# EXERCISE GOAL
Render as a numbered list, with blank lines omitted, only the lines of the records from the one containing "Where can you see the metal" through the one containing "(1127, 580)", both included.

# EXTRACTED DATA
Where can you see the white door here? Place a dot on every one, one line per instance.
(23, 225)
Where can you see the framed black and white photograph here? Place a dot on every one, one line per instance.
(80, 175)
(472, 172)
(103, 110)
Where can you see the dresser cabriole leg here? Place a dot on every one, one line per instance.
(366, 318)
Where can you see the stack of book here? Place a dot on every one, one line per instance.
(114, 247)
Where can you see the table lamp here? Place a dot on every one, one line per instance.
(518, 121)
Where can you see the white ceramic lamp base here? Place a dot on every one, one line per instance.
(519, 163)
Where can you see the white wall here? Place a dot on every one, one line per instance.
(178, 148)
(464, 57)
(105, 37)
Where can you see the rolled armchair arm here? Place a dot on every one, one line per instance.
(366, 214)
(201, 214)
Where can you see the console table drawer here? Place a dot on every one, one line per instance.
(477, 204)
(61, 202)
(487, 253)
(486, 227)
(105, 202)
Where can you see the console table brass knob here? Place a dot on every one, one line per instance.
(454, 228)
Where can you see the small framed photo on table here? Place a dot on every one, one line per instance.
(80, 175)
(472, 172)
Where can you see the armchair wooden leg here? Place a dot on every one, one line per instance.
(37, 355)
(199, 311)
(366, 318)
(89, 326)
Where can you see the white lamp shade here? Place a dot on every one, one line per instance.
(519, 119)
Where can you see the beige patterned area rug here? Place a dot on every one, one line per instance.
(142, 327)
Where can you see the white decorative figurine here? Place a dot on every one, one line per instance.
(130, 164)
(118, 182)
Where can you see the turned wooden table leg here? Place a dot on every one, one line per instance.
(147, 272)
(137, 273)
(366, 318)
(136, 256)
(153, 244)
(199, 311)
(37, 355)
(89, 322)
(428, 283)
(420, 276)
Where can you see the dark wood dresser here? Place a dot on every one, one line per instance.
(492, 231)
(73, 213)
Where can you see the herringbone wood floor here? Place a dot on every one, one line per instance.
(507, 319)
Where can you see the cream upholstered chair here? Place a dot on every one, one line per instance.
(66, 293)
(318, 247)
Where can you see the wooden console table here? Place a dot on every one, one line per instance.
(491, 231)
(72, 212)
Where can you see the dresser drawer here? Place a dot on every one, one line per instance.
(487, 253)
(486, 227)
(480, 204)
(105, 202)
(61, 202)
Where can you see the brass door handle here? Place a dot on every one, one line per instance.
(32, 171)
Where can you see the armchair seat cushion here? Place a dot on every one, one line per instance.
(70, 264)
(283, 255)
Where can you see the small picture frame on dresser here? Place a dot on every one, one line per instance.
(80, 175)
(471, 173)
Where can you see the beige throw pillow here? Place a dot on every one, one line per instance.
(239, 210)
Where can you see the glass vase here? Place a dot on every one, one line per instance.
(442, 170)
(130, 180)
==
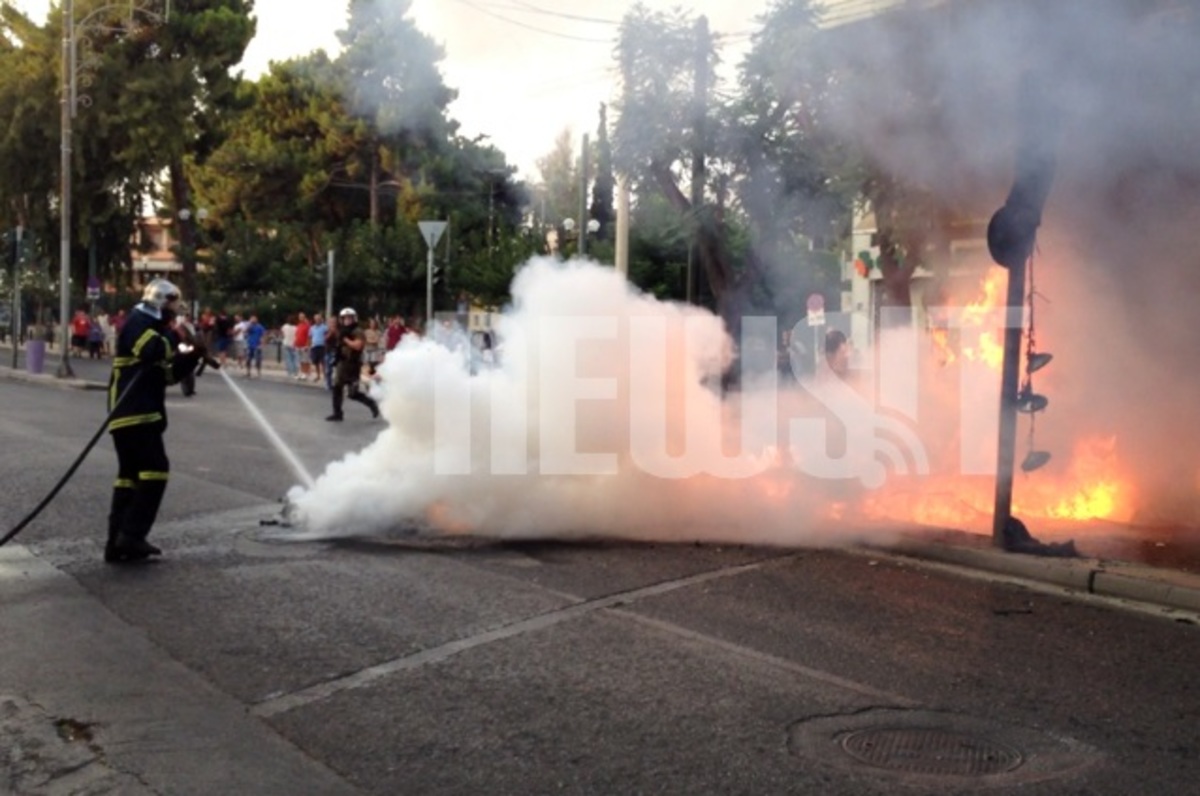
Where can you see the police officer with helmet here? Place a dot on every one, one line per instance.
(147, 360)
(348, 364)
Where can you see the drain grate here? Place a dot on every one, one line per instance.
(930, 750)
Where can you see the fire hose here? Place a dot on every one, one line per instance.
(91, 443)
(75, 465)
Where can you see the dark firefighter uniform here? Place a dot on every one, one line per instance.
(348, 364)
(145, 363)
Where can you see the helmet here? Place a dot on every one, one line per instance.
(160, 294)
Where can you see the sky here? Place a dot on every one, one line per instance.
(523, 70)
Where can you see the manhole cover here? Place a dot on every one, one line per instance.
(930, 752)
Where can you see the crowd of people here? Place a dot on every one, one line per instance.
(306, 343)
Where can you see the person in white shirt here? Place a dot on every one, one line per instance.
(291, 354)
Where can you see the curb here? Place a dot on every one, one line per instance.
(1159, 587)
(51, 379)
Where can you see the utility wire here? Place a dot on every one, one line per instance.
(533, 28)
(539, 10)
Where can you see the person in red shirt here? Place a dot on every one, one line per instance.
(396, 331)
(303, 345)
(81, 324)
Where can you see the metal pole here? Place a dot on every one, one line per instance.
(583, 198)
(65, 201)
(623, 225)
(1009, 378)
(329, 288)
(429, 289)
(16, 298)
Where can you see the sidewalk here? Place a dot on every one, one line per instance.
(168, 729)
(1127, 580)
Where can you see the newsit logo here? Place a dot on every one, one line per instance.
==
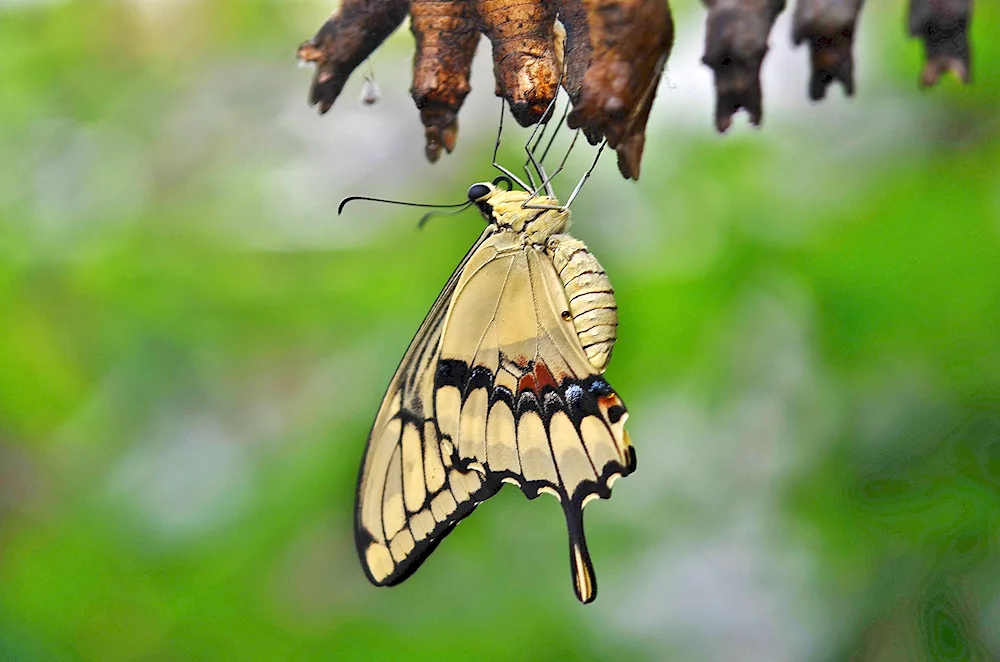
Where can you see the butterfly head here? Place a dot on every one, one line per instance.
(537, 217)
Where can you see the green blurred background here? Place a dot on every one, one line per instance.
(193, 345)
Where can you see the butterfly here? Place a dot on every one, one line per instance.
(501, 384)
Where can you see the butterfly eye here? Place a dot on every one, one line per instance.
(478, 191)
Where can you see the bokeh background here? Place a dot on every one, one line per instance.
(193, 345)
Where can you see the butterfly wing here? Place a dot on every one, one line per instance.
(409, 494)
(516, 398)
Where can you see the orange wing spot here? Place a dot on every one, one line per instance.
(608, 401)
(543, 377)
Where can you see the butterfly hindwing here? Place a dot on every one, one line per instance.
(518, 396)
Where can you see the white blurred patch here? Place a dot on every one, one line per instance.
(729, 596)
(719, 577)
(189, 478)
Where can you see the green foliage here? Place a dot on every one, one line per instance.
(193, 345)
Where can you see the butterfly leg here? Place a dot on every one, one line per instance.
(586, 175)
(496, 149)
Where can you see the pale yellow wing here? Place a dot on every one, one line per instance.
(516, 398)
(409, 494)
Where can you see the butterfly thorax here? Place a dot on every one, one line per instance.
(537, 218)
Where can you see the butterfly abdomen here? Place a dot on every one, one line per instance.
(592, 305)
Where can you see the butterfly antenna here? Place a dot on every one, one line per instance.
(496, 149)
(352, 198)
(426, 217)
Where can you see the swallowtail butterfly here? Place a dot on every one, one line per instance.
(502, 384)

# EXERCISE ANSWER
1. Where can you see the metal pole here? Place a dot on every one, one line per instance.
2. (583, 198)
3. (65, 201)
4. (623, 225)
5. (1009, 378)
6. (329, 288)
7. (429, 289)
8. (16, 298)
9. Where can you see the sidewalk here? Place a dot on every one, one line per instance.
10. (168, 729)
11. (1127, 580)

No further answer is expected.